• _Description of the task_
Drop every picture, then print the rest of the listing exactly as given.

——————

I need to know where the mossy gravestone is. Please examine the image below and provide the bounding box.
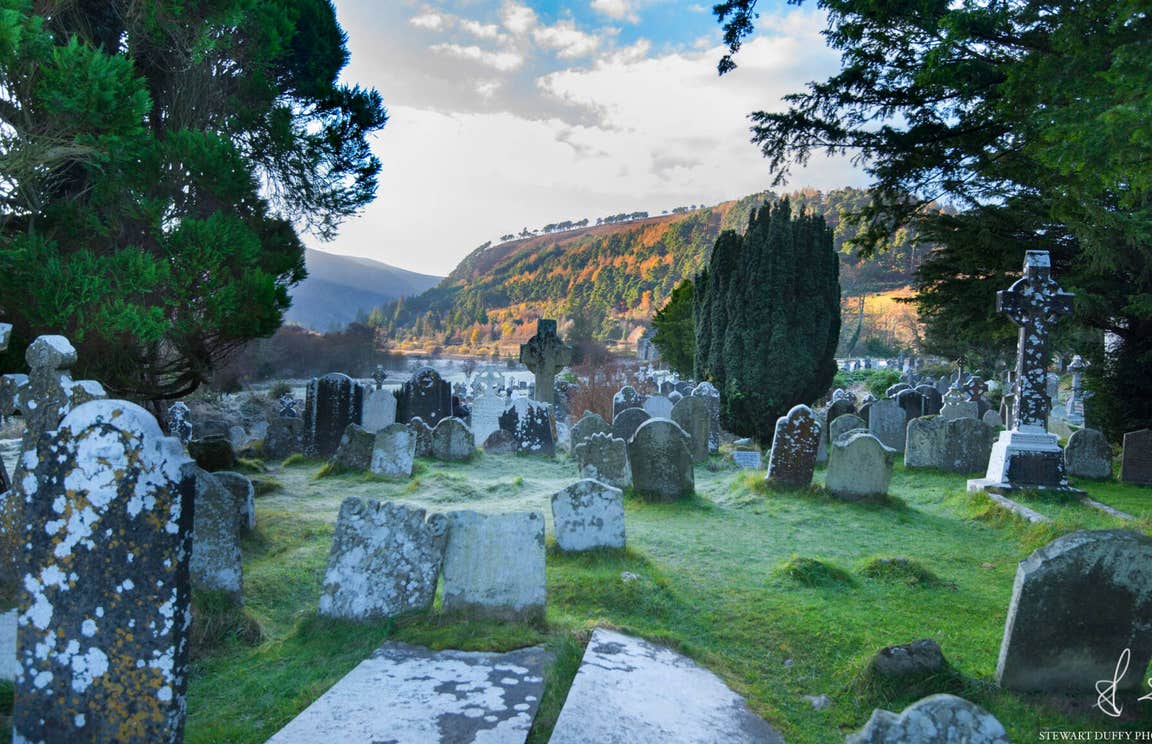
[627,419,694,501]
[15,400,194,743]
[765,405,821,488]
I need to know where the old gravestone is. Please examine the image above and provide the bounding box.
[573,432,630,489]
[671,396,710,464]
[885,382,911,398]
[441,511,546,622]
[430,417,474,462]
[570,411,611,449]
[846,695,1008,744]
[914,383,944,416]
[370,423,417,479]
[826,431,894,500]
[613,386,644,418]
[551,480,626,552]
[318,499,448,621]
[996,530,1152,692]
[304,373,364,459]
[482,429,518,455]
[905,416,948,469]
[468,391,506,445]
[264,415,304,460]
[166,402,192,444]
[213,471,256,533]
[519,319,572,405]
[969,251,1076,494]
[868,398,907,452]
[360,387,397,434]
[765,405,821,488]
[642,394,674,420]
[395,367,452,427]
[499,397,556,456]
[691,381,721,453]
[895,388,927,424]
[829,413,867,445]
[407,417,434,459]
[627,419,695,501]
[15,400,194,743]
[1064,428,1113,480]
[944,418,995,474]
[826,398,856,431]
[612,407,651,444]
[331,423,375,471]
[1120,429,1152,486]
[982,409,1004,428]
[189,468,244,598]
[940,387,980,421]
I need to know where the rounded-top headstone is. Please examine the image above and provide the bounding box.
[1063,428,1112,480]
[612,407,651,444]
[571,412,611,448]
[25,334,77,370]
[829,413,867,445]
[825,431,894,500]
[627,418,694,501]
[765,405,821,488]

——————

• _Answer section_
I need to know where the mossy gravestone is. Please examine the image below and provide the bounding box.
[627,419,694,501]
[15,400,194,743]
[765,405,821,488]
I need to know where the old gravestone is. Please examine the image above and provide the bounding box.
[573,432,630,489]
[671,396,710,464]
[885,382,911,398]
[441,511,546,622]
[430,417,474,462]
[570,411,611,449]
[846,695,1008,744]
[914,383,944,416]
[370,423,417,479]
[826,431,894,500]
[613,386,644,418]
[551,480,626,552]
[318,499,448,621]
[996,530,1152,692]
[304,373,364,459]
[482,429,518,455]
[905,416,948,469]
[468,391,506,445]
[264,415,304,460]
[166,402,192,444]
[213,471,256,533]
[519,319,572,405]
[969,251,1076,494]
[868,398,907,452]
[360,387,397,434]
[765,405,821,488]
[642,394,674,420]
[395,367,452,427]
[499,397,556,456]
[691,381,721,453]
[895,388,927,424]
[829,413,867,445]
[407,417,434,459]
[627,419,695,501]
[15,400,194,743]
[1064,428,1113,480]
[944,418,995,474]
[826,398,856,431]
[612,407,651,444]
[331,423,375,471]
[1120,429,1152,486]
[982,409,1004,428]
[189,468,244,598]
[940,387,980,421]
I need to know where the rounded-top headstone is. Please examine the image above and provide the bounding box.
[1063,428,1112,480]
[612,407,651,444]
[571,412,611,448]
[25,334,77,370]
[829,413,867,445]
[825,431,894,500]
[627,418,694,501]
[765,405,821,488]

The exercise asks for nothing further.